* **The problem**: Copy the lines below verbatim, beginning with the line that contains "Each instance of the tractor cab in" and ending after the line that contains "[(83, 564)]", with both of those lines included.

(Items listed in a dataset)
## Start

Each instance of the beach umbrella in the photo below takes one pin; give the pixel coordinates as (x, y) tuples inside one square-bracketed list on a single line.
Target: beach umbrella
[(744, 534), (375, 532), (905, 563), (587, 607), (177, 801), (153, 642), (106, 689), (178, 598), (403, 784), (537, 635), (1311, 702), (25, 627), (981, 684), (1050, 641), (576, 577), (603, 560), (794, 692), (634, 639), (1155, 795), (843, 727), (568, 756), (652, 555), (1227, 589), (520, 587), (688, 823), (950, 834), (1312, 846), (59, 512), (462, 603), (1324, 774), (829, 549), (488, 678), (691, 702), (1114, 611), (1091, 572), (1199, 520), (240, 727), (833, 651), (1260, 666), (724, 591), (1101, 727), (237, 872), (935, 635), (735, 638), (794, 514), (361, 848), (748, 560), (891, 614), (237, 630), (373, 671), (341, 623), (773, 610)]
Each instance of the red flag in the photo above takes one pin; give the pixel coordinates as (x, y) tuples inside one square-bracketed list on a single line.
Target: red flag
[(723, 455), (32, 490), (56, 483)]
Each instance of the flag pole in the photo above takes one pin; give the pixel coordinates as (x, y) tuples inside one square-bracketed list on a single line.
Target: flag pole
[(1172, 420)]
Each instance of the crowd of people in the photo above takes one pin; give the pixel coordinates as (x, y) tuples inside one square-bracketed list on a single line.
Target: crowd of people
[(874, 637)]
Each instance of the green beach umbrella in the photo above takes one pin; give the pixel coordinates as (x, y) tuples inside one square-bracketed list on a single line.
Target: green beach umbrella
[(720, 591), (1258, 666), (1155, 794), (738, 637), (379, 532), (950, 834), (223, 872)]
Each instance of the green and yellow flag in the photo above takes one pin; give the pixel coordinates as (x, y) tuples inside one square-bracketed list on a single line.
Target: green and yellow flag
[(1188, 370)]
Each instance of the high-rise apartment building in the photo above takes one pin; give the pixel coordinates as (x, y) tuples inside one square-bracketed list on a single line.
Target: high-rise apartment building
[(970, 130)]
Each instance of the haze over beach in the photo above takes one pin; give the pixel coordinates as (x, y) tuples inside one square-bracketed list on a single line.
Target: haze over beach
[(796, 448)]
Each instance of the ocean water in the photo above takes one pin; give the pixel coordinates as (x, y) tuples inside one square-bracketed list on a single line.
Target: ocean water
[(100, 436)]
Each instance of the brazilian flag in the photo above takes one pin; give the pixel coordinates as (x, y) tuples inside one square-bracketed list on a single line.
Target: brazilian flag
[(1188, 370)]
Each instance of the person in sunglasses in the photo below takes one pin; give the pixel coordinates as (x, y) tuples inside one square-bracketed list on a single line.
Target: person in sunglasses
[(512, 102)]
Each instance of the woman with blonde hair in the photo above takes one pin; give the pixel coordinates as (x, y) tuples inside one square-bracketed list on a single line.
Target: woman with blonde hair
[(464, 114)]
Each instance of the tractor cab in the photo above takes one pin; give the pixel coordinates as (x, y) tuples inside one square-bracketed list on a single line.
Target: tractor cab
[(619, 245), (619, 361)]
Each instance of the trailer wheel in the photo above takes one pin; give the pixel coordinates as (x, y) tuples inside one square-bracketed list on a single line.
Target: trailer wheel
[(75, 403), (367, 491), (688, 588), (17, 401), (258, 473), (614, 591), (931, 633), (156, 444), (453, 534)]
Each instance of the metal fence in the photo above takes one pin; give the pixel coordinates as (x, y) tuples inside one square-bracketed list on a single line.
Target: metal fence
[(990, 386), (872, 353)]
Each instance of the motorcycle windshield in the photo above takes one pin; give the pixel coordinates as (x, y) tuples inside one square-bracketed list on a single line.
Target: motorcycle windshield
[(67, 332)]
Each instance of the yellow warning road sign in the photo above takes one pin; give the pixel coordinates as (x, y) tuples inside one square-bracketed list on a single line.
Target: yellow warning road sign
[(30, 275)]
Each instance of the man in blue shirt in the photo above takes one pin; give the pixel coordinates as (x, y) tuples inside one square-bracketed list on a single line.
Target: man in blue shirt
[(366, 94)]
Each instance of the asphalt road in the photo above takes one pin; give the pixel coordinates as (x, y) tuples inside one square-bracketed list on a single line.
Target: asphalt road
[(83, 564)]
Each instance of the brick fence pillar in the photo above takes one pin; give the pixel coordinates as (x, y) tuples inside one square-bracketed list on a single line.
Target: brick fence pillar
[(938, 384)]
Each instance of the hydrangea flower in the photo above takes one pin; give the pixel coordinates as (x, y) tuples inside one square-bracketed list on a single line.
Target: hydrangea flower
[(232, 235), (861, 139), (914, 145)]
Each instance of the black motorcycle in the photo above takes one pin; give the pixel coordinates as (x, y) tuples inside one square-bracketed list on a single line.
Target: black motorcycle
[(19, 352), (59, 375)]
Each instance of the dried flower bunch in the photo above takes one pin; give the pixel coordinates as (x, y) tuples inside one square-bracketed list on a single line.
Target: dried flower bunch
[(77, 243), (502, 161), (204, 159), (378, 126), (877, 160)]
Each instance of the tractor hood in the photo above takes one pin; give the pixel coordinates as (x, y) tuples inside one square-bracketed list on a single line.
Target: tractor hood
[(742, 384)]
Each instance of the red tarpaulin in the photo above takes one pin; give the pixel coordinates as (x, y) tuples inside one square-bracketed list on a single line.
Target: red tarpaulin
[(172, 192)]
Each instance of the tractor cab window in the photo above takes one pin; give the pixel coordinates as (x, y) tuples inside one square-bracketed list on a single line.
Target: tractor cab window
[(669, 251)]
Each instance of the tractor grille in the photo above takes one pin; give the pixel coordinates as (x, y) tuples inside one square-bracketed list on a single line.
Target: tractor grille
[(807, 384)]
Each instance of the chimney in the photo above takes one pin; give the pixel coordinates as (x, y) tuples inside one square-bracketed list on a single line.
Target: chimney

## End

* **The output**:
Each instance of the tractor cab in the photo above takes one pin; give the pixel coordinates as (x, y) tuples inside one square-bracketed list on a single line.
Target: tractor cab
[(619, 245), (619, 361)]
Each instance of the trailer wheel in the photo above takes one pin; give the pixel coordinates as (x, y) tuples inside one square-bracketed list on a single line.
Target: trailer wheel
[(75, 403), (367, 491), (688, 588), (17, 401), (258, 473), (614, 591), (931, 633), (156, 444), (453, 534)]
Each instance of the metal fence in the photo above takes one pin; give the pixel coordinates as (x, y) tuples inside one square-bracketed list on a single line.
Target: metal fence
[(990, 386), (872, 353)]
Each instance of the motorcycle windshield in the photo above takes one pin; give the pixel coordinates as (x, y) tuples inside one square-bracketed list on a single line.
Target: motorcycle windshield
[(67, 332)]
Each instance of the yellow warning road sign in the photo above takes one pin; give the pixel coordinates as (x, y) tuples inside one square-bracketed list on a single line.
Target: yellow warning road sign
[(30, 275)]
Each instance of the man in blue shirt in the photo above takes one pin; give the pixel coordinates as (x, y) tuples inside one square-bracketed list on a single line.
Target: man in blue shirt
[(366, 94)]
Each instance of the asphalt road in the photo above takes one pin; give the pixel coordinates as (x, y) tuples inside one square-bracketed list on a single line.
Target: asphalt road
[(83, 564)]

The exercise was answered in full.